◆ Exercise objective:
Copy every line of the material below character for character, without changing anything.

------ Dataset extract ------

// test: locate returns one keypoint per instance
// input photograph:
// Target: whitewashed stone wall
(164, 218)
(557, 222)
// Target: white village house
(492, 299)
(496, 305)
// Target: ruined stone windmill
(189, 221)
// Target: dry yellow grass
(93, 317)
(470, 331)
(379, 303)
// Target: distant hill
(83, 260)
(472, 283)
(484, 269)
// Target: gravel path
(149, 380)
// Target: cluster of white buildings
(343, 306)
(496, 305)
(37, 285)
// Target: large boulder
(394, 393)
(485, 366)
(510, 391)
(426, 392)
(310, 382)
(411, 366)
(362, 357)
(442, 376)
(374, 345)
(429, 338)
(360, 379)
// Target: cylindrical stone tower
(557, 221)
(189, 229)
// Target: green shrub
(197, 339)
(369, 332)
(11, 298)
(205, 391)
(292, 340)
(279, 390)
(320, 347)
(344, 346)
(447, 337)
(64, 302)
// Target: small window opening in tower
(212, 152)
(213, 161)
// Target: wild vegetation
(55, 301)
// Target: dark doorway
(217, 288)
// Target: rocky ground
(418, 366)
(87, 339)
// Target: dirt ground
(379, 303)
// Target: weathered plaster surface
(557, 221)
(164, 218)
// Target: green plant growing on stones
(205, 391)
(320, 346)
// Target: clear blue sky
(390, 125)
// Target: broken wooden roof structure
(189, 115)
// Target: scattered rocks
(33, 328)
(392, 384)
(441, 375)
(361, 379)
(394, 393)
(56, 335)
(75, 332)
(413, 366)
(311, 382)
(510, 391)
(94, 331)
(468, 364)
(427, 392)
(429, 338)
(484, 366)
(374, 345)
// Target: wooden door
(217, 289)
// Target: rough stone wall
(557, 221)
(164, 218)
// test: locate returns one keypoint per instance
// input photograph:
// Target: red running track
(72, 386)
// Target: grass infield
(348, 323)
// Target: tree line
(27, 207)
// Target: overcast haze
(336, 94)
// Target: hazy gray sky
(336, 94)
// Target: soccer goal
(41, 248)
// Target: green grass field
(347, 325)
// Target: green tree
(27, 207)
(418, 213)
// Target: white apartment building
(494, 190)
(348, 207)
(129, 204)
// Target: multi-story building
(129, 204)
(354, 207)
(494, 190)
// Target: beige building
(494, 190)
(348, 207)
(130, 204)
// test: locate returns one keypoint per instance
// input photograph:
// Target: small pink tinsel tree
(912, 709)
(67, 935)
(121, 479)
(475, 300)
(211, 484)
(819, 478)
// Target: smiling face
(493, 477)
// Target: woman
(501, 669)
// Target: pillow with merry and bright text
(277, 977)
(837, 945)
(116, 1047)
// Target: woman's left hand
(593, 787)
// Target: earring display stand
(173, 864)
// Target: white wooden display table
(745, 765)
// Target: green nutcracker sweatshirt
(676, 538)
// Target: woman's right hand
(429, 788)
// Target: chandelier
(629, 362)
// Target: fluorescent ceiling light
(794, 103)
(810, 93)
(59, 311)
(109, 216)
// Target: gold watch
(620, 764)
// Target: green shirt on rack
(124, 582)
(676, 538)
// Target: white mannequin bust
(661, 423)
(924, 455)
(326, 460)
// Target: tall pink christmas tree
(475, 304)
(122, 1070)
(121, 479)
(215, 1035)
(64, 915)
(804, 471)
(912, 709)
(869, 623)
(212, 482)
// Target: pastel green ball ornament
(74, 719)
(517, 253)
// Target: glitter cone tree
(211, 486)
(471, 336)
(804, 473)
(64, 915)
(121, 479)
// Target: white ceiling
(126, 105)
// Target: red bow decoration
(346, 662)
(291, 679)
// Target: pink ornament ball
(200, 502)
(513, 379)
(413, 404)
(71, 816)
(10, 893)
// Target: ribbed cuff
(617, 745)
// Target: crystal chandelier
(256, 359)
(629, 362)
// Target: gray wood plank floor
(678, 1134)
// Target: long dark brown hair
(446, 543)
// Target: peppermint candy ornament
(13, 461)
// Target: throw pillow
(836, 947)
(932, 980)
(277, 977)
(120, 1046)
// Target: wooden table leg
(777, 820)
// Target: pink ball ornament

------

◆ Task answer:
// test: locate returns one keypoint per instance
// input photograph:
// Target: whitewashed stone wall
(164, 218)
(557, 222)
// Target: white village house
(492, 299)
(496, 305)
// Target: ruined stone windmill
(189, 221)
// Target: dry yellow grass
(93, 317)
(470, 331)
(379, 303)
// Target: distant hill
(83, 260)
(472, 283)
(484, 269)
// Target: gravel path
(149, 380)
// Target: cluster of white buildings
(343, 306)
(496, 305)
(37, 285)
// Target: large boulder
(394, 393)
(485, 366)
(510, 391)
(426, 392)
(310, 382)
(411, 366)
(362, 357)
(442, 376)
(374, 345)
(429, 338)
(360, 379)
// Target: cylindrical stone tower
(557, 221)
(189, 229)
// Target: green shrub
(197, 339)
(369, 332)
(11, 298)
(205, 391)
(292, 340)
(279, 390)
(320, 347)
(344, 346)
(447, 337)
(64, 302)
// Target: small window opening in tower
(212, 152)
(213, 161)
// Target: wild vegetation
(55, 301)
// Target: dark doorway
(217, 288)
// Target: rocky ground
(418, 366)
(87, 339)
// Target: dirt ground
(379, 303)
// Target: weathered plaster surface
(557, 221)
(164, 218)
// Target: green plant growing on stones
(205, 391)
(320, 346)
// Target: clear blue sky
(390, 125)
// Target: broken wooden roof structure
(189, 115)
// Target: scattered rocks
(33, 328)
(392, 384)
(441, 375)
(361, 379)
(394, 393)
(56, 335)
(75, 332)
(413, 366)
(311, 382)
(510, 391)
(94, 331)
(468, 364)
(427, 392)
(429, 338)
(484, 366)
(374, 345)
// Target: wooden door
(217, 289)
// Target: rough stone wall
(557, 221)
(164, 218)
// test: locate returns one keypoint per instance
// input photograph:
// Target: red running track
(72, 386)
// Target: grass infield
(348, 323)
// Target: tree line
(27, 207)
// Target: overcast haze
(336, 94)
// Target: hazy gray sky
(336, 94)
// Target: soccer goal
(41, 248)
// Target: green grass field
(347, 325)
// Target: green tree
(27, 207)
(418, 213)
// Target: white apartment building
(494, 190)
(348, 207)
(129, 204)
// Target: multi-story building
(129, 204)
(354, 207)
(494, 190)
// Target: beige building
(494, 190)
(348, 207)
(130, 204)
// test: locate returns one keypoint per instance
// input photograph:
// Target: small pink tinsel tree
(912, 709)
(67, 935)
(121, 479)
(475, 300)
(211, 484)
(819, 478)
// Target: smiling face
(493, 477)
// Target: woman
(501, 669)
// Target: pillow with merry and bright text
(277, 977)
(837, 945)
(116, 1047)
// Target: woman's left hand
(593, 787)
// Target: earring display stand
(173, 864)
// Target: white wooden display table
(745, 765)
// Target: green nutcracker sweatshirt
(676, 538)
// Target: woman's right hand
(429, 788)
// Target: chandelier
(629, 362)
// Target: fluorescent ceiling light
(794, 103)
(810, 93)
(59, 311)
(109, 216)
// Target: gold watch
(620, 764)
// Target: green shirt on rack
(124, 582)
(676, 538)
// Target: white mannequin bust
(661, 423)
(924, 455)
(326, 460)
// Target: tall pink christmas tree
(475, 304)
(122, 1070)
(121, 479)
(215, 1035)
(64, 915)
(804, 471)
(912, 709)
(869, 623)
(212, 482)
// Target: pastel green ball ornament
(74, 719)
(517, 253)
// Target: glitter cone tree
(211, 486)
(471, 336)
(804, 473)
(64, 915)
(121, 479)
// Target: white ceiling
(126, 105)
// Target: red bow decoration
(346, 662)
(291, 679)
// Target: pink ornament ball
(200, 502)
(513, 379)
(413, 404)
(71, 816)
(10, 893)
// Target: ribbed cuff
(617, 745)
// Target: crystal chandelier
(256, 359)
(629, 362)
// Target: gray wood plank floor
(678, 1134)
// Target: long dark brown hair
(446, 543)
// Target: peppermint candy ornament
(13, 461)
// Target: throw pillow
(836, 947)
(932, 980)
(277, 977)
(120, 1046)
// Target: wooden table leg
(777, 820)
// Target: pink ball ornament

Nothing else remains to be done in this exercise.